Bringing Equity Onchain to Make It Move Easier, Faster, Safer

Equity is static and that’s a problem.
Imagine a world where capital flows seamlessly, where founders can raise funds as instantly as investors can allocate their capital, and where ownership is transparent and accessible to all.
Yet, despite advances in financial technology, equity remains stuck in the past, bogged down by outdated processes. Equity is the backbone of entrepreneurship, but its movement is restricted by a system that hasn’t evolved at the same pace as the companies it supports. This system is supposed to fuel startups, align incentives, and enable wealth creation. Yet, despite its critical role, the way equity is managed today remains antiquated, slow, and frustratingly inefficient.
In an era where money moves at the speed of light and global transactions settle in seconds, private company ownership is still stuck in a maze of legal paperwork, outdated cap tables, and restricted access. Founders endure weeks or months of bureaucracy just to close a funding round, while investors are trapped in illiquid positions for years. Employees, meant to be rewarded through stock options, often face complex, opaque processes just to understand what they own.
The reality is stark: equity doesn’t move the way it should.
This isn’t just an inconvenience: it’s a massive structural flaw that holds back innovation and growth. And it’s not a new problem.
To understand why equity remains frozen, we need to look at how we got here.
A System Built for the 20th Century
The Paperwork Crisis and the DTCC Solution
In the late 1960s, Wall Street faced an unprecedented challenge. The sheer volume of stock trades outpaced the financial system’s ability to process transactions. Back then, ownership was tracked with physical stock certificates, requiring brokers to manually exchange documents. It was a logistical nightmare — trades took weeks to settle, errors were rampant, and paperwork was drowning the system.
To solve this, the Depository Trust Company (DTC) was created in 1973, later evolving into the Depository Trust & Clearing Corporation (DTCC) in 1999. By digitizing stock ownership and settlement, the DTCC brought efficiency to public equities, enabling the modern trading ecosystem that now processes over $2 quadrillion annually.
But while public markets evolved, private markets remained largely untouched.
The reason? Private equity markets were never built for speed.
The Private Market Bottleneck
Unlike public companies, which rely on centralized clearinghouses like the DTCC, private companies depend on fragmented, outdated processes. Ownership changes require lawyers, transfer agents, and extensive paperwork. Even with modern cap table software (think about the Carta moment in the 2010s), equity remains siloed across disconnected databases.
Here’s what that means in practice:
- Founders spend months finalizing a funding round, navigating term sheets, legal agreements, and compliance hurdles.

▶ Stated task 1
In the entries, starting with the line that contains "of the eucalyptus" and going on through the last line of the entries, change "sample shape" to "template shape" and leave everything else as it is. Give back only those lines.

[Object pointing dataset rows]
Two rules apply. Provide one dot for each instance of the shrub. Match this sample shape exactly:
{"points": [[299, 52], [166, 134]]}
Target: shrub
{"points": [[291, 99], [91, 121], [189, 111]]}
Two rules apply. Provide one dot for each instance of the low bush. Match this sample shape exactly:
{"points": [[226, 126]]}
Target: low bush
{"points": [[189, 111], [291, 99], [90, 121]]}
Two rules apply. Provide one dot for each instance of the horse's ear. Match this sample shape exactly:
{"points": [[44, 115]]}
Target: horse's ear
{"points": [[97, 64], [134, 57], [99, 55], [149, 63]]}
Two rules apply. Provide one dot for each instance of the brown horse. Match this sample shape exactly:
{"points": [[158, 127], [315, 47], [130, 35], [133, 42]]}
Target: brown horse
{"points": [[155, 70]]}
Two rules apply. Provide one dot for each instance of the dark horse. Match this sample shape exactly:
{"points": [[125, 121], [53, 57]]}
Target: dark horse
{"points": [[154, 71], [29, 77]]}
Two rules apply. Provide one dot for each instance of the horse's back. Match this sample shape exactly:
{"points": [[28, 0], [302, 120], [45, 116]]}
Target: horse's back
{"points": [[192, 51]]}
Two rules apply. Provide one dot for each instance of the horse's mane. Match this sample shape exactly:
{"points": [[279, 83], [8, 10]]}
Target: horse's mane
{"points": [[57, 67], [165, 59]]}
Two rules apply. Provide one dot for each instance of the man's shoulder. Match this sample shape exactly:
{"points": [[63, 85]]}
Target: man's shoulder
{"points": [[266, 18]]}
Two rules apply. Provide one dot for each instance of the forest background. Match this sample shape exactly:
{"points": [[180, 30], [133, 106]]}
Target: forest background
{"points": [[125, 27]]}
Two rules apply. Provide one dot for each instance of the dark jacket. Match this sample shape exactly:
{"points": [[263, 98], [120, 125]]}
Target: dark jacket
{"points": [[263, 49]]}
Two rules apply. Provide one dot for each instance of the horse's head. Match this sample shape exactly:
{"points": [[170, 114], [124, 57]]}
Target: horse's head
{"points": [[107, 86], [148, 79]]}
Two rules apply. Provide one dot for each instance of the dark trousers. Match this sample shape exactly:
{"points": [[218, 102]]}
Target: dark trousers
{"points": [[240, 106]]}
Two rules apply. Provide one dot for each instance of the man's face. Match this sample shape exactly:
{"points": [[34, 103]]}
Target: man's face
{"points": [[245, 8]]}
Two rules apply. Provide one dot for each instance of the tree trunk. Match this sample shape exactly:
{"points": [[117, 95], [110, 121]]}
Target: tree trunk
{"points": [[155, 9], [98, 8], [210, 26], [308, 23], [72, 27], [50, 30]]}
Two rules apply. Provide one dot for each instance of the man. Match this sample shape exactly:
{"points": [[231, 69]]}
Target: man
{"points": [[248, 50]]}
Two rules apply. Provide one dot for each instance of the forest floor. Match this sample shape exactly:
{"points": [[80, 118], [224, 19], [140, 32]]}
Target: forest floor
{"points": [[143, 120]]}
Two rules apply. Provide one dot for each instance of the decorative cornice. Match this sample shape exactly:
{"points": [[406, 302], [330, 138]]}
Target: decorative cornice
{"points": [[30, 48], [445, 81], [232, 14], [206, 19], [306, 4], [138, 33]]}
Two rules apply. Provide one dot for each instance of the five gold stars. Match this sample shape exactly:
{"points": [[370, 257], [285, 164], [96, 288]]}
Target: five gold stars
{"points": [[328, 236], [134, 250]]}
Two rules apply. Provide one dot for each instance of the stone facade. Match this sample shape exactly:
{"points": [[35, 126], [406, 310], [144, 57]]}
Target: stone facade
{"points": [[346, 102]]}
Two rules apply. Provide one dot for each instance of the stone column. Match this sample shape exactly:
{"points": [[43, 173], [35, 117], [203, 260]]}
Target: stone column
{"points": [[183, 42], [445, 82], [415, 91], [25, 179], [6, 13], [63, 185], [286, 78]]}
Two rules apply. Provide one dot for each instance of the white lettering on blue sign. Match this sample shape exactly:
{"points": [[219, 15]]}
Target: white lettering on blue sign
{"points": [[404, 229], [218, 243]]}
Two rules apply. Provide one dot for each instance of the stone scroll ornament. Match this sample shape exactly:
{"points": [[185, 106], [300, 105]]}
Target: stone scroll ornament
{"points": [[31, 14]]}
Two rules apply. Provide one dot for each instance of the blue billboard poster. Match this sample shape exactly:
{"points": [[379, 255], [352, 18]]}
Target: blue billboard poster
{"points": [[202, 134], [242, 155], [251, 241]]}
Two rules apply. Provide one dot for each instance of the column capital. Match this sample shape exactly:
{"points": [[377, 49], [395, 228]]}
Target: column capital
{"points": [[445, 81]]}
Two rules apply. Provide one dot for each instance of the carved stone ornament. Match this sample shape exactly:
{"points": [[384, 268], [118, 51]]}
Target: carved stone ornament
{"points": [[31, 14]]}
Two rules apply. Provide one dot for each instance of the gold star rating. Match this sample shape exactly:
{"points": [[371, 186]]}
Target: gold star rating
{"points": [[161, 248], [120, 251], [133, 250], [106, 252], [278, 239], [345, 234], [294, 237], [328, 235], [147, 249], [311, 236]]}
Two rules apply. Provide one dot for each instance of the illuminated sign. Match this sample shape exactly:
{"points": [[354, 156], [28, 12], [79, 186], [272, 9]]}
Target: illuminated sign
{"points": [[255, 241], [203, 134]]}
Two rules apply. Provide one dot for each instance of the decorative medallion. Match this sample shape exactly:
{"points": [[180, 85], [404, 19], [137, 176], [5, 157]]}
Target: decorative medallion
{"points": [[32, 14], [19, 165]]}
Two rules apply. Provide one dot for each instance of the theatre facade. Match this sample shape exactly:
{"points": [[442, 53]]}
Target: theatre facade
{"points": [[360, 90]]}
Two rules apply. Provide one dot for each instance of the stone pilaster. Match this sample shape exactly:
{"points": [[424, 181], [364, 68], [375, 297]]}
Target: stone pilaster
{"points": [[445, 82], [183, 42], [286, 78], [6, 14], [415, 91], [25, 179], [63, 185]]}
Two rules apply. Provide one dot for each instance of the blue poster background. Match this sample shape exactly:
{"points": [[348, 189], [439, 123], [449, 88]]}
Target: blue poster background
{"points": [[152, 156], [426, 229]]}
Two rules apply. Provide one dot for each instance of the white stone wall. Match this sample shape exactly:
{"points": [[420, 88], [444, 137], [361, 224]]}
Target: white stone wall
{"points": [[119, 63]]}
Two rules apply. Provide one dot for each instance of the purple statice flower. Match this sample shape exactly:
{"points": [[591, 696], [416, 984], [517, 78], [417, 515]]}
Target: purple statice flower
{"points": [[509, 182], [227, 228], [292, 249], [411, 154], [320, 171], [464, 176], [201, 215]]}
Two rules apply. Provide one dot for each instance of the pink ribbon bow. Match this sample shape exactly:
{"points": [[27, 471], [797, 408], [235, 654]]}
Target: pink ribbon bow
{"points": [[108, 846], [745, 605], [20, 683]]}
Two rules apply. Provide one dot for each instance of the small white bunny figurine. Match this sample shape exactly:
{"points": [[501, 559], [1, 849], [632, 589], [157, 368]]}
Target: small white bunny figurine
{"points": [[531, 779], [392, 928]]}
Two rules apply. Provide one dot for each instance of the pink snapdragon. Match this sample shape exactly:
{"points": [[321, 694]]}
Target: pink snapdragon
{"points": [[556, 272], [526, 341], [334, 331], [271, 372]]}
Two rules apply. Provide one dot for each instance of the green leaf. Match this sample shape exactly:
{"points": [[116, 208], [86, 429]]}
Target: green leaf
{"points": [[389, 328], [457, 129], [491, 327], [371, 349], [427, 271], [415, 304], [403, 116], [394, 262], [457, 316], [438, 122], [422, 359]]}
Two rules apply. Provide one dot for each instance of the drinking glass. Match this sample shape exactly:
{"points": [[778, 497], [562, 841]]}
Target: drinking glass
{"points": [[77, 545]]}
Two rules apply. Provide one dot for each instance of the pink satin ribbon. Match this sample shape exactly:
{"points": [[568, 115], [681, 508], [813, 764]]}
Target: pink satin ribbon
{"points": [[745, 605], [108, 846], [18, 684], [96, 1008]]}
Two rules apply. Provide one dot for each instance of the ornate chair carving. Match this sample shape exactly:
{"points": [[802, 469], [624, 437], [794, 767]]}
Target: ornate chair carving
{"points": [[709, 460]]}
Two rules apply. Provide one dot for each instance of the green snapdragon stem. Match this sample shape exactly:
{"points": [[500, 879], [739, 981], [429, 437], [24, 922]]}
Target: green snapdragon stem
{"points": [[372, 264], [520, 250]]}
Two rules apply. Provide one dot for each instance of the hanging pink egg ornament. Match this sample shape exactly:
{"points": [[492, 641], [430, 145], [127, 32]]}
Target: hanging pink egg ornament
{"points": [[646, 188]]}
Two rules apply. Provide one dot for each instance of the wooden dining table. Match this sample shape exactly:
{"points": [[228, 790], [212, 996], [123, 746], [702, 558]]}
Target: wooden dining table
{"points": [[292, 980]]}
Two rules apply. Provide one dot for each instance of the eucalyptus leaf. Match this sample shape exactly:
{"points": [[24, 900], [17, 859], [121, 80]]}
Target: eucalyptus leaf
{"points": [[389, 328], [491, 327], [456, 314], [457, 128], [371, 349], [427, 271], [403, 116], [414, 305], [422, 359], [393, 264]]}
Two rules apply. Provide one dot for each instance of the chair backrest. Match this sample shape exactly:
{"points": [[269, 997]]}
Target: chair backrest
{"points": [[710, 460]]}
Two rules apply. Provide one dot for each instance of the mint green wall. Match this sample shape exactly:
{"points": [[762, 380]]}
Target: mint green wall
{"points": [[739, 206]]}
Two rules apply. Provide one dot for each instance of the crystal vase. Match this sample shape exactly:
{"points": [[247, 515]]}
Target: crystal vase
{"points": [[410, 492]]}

▶ Stated task 2
Reproduce word for word the part of the article on bringing equity onchain starting with "The reality is" and going on through "a new problem.".

▶ Full answer 1
Two rules apply. Provide one dot for each instance of the eucalyptus leaf. Match this template shape exactly:
{"points": [[24, 900], [17, 859], [121, 80]]}
Target: eucalyptus leaf
{"points": [[389, 328], [491, 327], [456, 314], [457, 128], [371, 349], [427, 271], [403, 116], [414, 305], [422, 359], [393, 264]]}
Two rules apply. Provide one dot for each instance of the chair backrest. Match this template shape exactly:
{"points": [[269, 997]]}
Target: chair backrest
{"points": [[710, 460]]}
Two rules apply. Provide one dot for each instance of the mint green wall. Match this template shape exactly:
{"points": [[762, 380]]}
Target: mint green wall
{"points": [[739, 206]]}
Two rules apply. Provide one dot for each instance of the crystal vase. Match this template shape exactly:
{"points": [[247, 515]]}
Target: crystal vase
{"points": [[410, 492]]}

▶ Full answer 2
The reality is stark: equity doesn’t move the way it should.
This isn’t just an inconvenience: it’s a massive structural flaw that holds back innovation and growth. And it’s not a new problem.